Image outline annotation entries:
◆ ◆ ◆ ◆

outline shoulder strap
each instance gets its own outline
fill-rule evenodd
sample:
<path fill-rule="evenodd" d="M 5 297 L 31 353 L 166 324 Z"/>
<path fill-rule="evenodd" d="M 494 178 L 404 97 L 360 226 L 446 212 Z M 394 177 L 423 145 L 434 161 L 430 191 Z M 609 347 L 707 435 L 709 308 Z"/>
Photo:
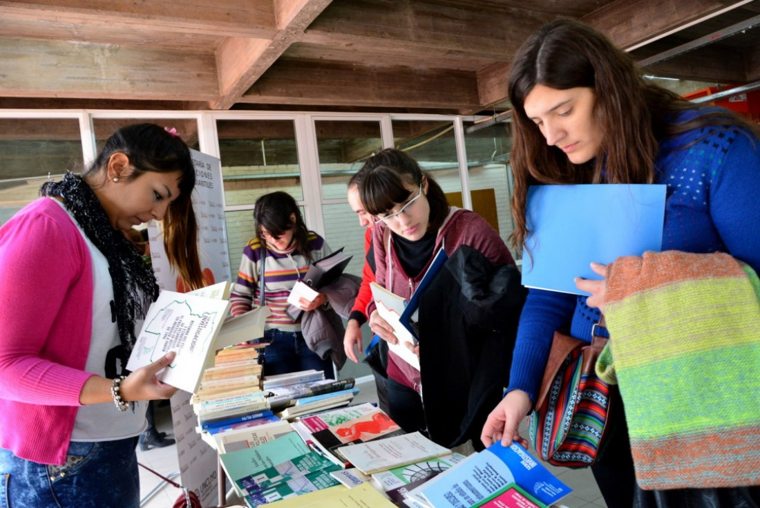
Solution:
<path fill-rule="evenodd" d="M 260 305 L 264 306 L 264 264 L 267 260 L 267 245 L 264 242 L 261 243 L 261 259 L 259 262 L 261 263 L 261 273 L 258 276 L 258 296 L 261 297 Z"/>

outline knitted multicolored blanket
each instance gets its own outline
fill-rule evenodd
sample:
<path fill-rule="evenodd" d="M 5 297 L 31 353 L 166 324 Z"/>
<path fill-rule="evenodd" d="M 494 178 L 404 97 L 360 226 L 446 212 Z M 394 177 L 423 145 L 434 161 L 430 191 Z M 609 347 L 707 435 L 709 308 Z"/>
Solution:
<path fill-rule="evenodd" d="M 760 484 L 758 298 L 757 275 L 727 254 L 610 265 L 608 345 L 641 488 Z"/>

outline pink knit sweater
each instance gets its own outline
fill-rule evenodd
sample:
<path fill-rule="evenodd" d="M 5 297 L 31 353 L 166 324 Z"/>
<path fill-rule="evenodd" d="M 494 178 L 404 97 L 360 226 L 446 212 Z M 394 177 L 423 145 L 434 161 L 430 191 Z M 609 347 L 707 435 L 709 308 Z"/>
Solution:
<path fill-rule="evenodd" d="M 61 206 L 42 198 L 0 227 L 0 446 L 66 459 L 92 335 L 92 262 Z"/>

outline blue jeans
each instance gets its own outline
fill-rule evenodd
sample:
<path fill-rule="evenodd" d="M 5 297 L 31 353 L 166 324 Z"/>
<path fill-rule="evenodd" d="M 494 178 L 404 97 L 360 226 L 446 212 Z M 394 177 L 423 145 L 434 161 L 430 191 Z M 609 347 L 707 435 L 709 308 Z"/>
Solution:
<path fill-rule="evenodd" d="M 264 348 L 264 376 L 315 369 L 324 370 L 325 378 L 335 379 L 329 355 L 325 360 L 320 358 L 306 345 L 300 332 L 266 330 L 264 341 L 269 343 Z"/>
<path fill-rule="evenodd" d="M 138 508 L 137 440 L 72 441 L 63 465 L 0 449 L 0 508 Z"/>

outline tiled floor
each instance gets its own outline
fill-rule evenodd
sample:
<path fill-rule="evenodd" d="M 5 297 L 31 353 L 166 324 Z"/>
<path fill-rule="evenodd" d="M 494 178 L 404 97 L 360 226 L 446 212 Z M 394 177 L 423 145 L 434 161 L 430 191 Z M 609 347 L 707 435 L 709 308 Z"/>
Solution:
<path fill-rule="evenodd" d="M 377 394 L 375 392 L 375 383 L 371 378 L 367 378 L 366 383 L 358 385 L 360 389 L 359 395 L 354 398 L 355 402 L 376 402 Z M 171 414 L 168 407 L 159 408 L 156 411 L 156 421 L 160 430 L 172 434 Z M 524 436 L 527 433 L 522 430 Z M 138 460 L 145 465 L 161 473 L 164 476 L 172 473 L 179 473 L 176 456 L 176 446 L 154 448 L 147 452 L 138 449 Z M 568 469 L 567 468 L 555 468 L 546 465 L 552 472 L 563 482 L 573 489 L 573 492 L 563 498 L 562 503 L 568 508 L 600 508 L 606 505 L 602 499 L 597 484 L 594 481 L 590 469 Z M 177 483 L 181 483 L 179 475 L 172 478 Z M 168 508 L 171 506 L 177 497 L 182 494 L 182 491 L 166 484 L 152 473 L 141 468 L 140 470 L 141 499 L 142 508 Z M 151 491 L 157 490 L 147 498 Z M 228 498 L 228 503 L 234 502 Z"/>

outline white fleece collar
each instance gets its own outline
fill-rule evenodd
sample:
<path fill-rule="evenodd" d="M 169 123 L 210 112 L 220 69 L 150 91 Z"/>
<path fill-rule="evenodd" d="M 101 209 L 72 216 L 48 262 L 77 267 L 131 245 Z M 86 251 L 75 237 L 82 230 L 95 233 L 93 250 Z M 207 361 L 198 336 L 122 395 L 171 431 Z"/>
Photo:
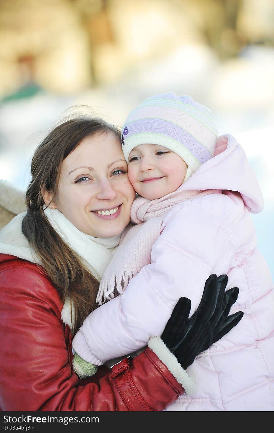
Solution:
<path fill-rule="evenodd" d="M 80 257 L 93 275 L 101 281 L 104 272 L 112 258 L 120 236 L 108 239 L 94 238 L 80 232 L 57 209 L 45 211 L 47 218 L 64 242 Z M 39 258 L 22 233 L 21 226 L 26 215 L 16 215 L 0 231 L 0 253 L 14 255 L 32 263 L 41 265 Z M 72 317 L 74 317 L 72 304 Z M 61 317 L 64 323 L 72 328 L 71 300 L 65 300 Z"/>

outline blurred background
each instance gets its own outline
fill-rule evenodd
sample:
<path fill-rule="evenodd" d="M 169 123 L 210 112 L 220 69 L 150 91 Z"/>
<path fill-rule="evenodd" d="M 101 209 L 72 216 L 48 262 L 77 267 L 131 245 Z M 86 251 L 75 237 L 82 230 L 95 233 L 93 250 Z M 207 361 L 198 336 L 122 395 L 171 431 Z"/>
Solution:
<path fill-rule="evenodd" d="M 189 95 L 255 170 L 274 276 L 273 0 L 0 0 L 0 178 L 26 189 L 36 147 L 72 106 L 121 126 L 149 96 Z"/>

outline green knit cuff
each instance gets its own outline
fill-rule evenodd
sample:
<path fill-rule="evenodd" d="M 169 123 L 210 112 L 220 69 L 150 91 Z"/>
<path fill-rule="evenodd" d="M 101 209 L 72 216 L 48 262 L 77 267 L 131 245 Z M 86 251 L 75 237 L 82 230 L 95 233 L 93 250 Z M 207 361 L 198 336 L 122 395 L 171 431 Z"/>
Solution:
<path fill-rule="evenodd" d="M 91 364 L 85 361 L 75 353 L 72 361 L 73 370 L 78 377 L 85 379 L 90 376 L 93 376 L 97 371 L 98 367 L 94 364 Z"/>

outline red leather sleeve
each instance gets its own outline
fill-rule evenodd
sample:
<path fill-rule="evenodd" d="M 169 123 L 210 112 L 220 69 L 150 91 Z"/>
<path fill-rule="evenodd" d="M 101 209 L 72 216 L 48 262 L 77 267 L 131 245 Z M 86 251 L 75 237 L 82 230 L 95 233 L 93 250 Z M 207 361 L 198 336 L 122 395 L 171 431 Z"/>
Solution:
<path fill-rule="evenodd" d="M 148 349 L 97 383 L 80 385 L 69 362 L 63 304 L 50 281 L 36 265 L 13 260 L 0 265 L 0 292 L 2 410 L 161 410 L 183 392 Z"/>

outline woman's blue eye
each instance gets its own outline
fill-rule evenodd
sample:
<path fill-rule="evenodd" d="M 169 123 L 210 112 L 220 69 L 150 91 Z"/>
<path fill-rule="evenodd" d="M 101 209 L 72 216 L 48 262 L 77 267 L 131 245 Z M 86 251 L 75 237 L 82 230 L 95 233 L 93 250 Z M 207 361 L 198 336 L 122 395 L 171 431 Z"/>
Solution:
<path fill-rule="evenodd" d="M 83 184 L 85 182 L 87 182 L 88 181 L 90 180 L 89 178 L 88 178 L 87 176 L 83 176 L 82 177 L 80 178 L 80 179 L 78 179 L 78 181 L 76 181 L 75 183 L 75 184 Z"/>
<path fill-rule="evenodd" d="M 114 174 L 114 176 L 121 176 L 121 174 L 124 174 L 126 172 L 124 170 L 115 170 L 112 172 L 112 174 Z"/>

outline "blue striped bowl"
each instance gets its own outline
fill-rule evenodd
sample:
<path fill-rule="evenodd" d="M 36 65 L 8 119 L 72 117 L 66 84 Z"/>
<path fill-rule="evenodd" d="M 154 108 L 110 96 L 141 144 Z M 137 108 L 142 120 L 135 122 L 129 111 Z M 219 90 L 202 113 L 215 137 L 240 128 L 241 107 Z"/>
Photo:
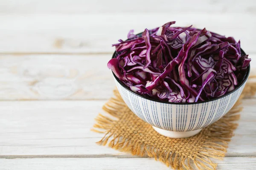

◆ ◆ ◆ ◆

What is asked: Reproduce the stretch of the material from the line containing "outline red leather sleeve" through its end, swapping "leather" for "suede" and keeping everything else unchanged. Omit the pictures from your answer.

Task output:
outline red suede sleeve
each instance gets its own outline
fill-rule evenodd
sample:
<path fill-rule="evenodd" d="M 169 123 L 210 112 L 220 69 L 150 91 Z"/>
<path fill-rule="evenodd" d="M 101 209 L 72 216 L 48 262 L 77 267 L 131 245 Z M 86 251 L 75 237 L 82 230 L 95 233 L 93 250 Z M 207 361 L 198 336 L 122 395 L 171 431 Z"/>
Solution:
<path fill-rule="evenodd" d="M 148 349 L 97 383 L 80 385 L 69 362 L 63 304 L 50 281 L 36 265 L 13 260 L 0 265 L 0 292 L 2 410 L 161 410 L 183 392 Z"/>

outline woman's blue eye
each instance gets its own outline
fill-rule evenodd
sample:
<path fill-rule="evenodd" d="M 169 123 L 210 112 L 220 69 L 150 91 Z"/>
<path fill-rule="evenodd" d="M 101 209 L 72 216 L 48 262 L 77 267 L 131 245 Z M 86 251 L 75 237 L 82 230 L 95 233 L 93 250 Z M 207 361 L 198 336 L 122 395 L 171 431 Z"/>
Solution:
<path fill-rule="evenodd" d="M 83 184 L 85 182 L 87 182 L 88 181 L 90 180 L 89 178 L 88 178 L 87 176 L 83 176 L 82 177 L 80 178 L 80 179 L 78 179 L 78 181 L 76 181 L 75 183 L 75 184 Z"/>
<path fill-rule="evenodd" d="M 114 174 L 114 176 L 121 176 L 121 174 L 124 174 L 126 172 L 124 170 L 115 170 L 112 172 L 112 174 Z"/>

outline "blue striped bowl"
each instance gets its own outline
fill-rule evenodd
sample:
<path fill-rule="evenodd" d="M 36 65 L 8 119 L 72 117 L 66 84 Z"/>
<path fill-rule="evenodd" d="M 154 108 L 110 96 L 141 144 Z M 137 108 L 142 120 L 135 122 L 129 111 Z M 219 90 L 202 113 L 215 137 L 240 128 L 241 107 Z"/>
Photo:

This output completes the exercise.